Data entries —
┌────────
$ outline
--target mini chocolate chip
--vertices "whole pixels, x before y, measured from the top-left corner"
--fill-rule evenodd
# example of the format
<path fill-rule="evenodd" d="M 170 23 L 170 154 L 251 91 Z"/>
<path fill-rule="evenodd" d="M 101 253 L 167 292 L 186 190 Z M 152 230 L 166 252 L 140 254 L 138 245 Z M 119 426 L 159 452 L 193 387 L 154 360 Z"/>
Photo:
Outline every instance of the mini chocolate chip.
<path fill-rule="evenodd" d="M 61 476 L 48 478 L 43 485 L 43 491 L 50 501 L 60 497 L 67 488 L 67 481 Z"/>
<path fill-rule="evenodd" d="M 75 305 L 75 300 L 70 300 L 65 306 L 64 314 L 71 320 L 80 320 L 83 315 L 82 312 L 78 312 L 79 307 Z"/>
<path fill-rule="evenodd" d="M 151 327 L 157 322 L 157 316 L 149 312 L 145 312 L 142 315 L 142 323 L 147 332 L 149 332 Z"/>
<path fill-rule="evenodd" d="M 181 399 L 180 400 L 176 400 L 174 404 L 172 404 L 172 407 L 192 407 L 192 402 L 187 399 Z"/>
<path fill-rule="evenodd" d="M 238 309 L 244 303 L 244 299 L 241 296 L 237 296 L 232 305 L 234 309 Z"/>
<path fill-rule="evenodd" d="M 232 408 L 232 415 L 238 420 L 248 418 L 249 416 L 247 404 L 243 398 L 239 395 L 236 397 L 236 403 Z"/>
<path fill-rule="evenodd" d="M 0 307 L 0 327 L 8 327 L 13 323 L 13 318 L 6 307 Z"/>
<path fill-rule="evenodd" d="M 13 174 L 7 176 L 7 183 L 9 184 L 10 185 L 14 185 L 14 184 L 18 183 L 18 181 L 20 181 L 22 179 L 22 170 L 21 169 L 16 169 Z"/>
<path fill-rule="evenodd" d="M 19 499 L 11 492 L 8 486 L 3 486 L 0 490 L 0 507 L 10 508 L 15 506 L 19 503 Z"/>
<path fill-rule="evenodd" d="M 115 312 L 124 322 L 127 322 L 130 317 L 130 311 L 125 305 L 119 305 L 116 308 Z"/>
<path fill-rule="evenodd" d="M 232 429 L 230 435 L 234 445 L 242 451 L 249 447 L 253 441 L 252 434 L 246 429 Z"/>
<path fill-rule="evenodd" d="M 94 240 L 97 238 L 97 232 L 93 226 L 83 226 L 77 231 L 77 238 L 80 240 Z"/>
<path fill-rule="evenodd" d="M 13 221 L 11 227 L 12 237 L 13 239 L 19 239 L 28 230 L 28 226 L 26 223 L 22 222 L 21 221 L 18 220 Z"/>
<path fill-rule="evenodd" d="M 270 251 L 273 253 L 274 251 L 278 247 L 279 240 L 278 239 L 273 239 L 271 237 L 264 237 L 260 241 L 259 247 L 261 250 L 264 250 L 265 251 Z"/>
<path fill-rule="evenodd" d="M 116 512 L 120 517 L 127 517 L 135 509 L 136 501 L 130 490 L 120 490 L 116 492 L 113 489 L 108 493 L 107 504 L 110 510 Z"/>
└────────
Your instructions — Copy out each record, keeping every word as it is.

Exercise result —
$ outline
--target mini chocolate chip
--vertices "whole pixels, x before y, measured from the top-left corner"
--fill-rule evenodd
# example of the format
<path fill-rule="evenodd" d="M 170 23 L 170 154 L 251 91 Z"/>
<path fill-rule="evenodd" d="M 101 253 L 167 292 L 186 190 Z M 152 230 L 166 252 L 140 254 L 138 245 Z M 119 426 L 159 452 L 193 387 L 154 360 Z"/>
Photo:
Outline every instance of the mini chocolate chip.
<path fill-rule="evenodd" d="M 61 476 L 48 478 L 43 485 L 43 491 L 50 501 L 60 497 L 67 488 L 67 481 Z"/>
<path fill-rule="evenodd" d="M 75 305 L 75 300 L 70 300 L 65 306 L 64 314 L 71 320 L 80 320 L 83 315 L 82 312 L 78 312 L 79 307 Z"/>
<path fill-rule="evenodd" d="M 151 327 L 157 322 L 157 316 L 149 312 L 145 312 L 142 315 L 142 323 L 147 332 L 149 332 Z"/>
<path fill-rule="evenodd" d="M 181 399 L 180 400 L 176 400 L 174 404 L 172 404 L 172 407 L 192 407 L 192 402 L 187 399 Z"/>
<path fill-rule="evenodd" d="M 238 309 L 244 303 L 244 299 L 241 296 L 237 296 L 232 305 L 234 309 Z"/>
<path fill-rule="evenodd" d="M 232 408 L 232 415 L 238 420 L 248 418 L 249 416 L 247 404 L 243 398 L 239 395 L 236 397 L 236 403 Z"/>
<path fill-rule="evenodd" d="M 0 307 L 0 327 L 8 327 L 13 323 L 13 318 L 6 307 Z"/>
<path fill-rule="evenodd" d="M 13 174 L 7 176 L 7 183 L 9 184 L 10 185 L 14 185 L 14 184 L 18 183 L 18 181 L 20 181 L 22 179 L 22 170 L 21 169 L 16 169 Z"/>
<path fill-rule="evenodd" d="M 19 499 L 11 492 L 8 486 L 3 486 L 0 490 L 0 507 L 10 508 L 15 506 L 19 503 Z"/>
<path fill-rule="evenodd" d="M 115 312 L 124 322 L 127 322 L 130 317 L 130 311 L 125 305 L 119 305 L 116 308 Z"/>
<path fill-rule="evenodd" d="M 232 429 L 230 435 L 234 445 L 242 451 L 249 447 L 253 441 L 252 434 L 246 429 Z"/>
<path fill-rule="evenodd" d="M 94 240 L 97 238 L 97 232 L 93 226 L 83 226 L 77 231 L 77 238 L 80 240 Z"/>
<path fill-rule="evenodd" d="M 13 221 L 11 227 L 12 237 L 13 239 L 19 239 L 28 230 L 28 226 L 26 223 L 22 222 L 21 221 L 18 220 Z"/>
<path fill-rule="evenodd" d="M 270 251 L 273 253 L 274 251 L 278 247 L 279 240 L 278 239 L 273 239 L 271 237 L 264 237 L 260 241 L 259 247 L 261 250 L 264 250 L 265 251 Z"/>
<path fill-rule="evenodd" d="M 116 512 L 120 517 L 127 517 L 135 509 L 136 501 L 130 490 L 120 490 L 116 492 L 113 489 L 108 493 L 107 504 L 110 510 Z"/>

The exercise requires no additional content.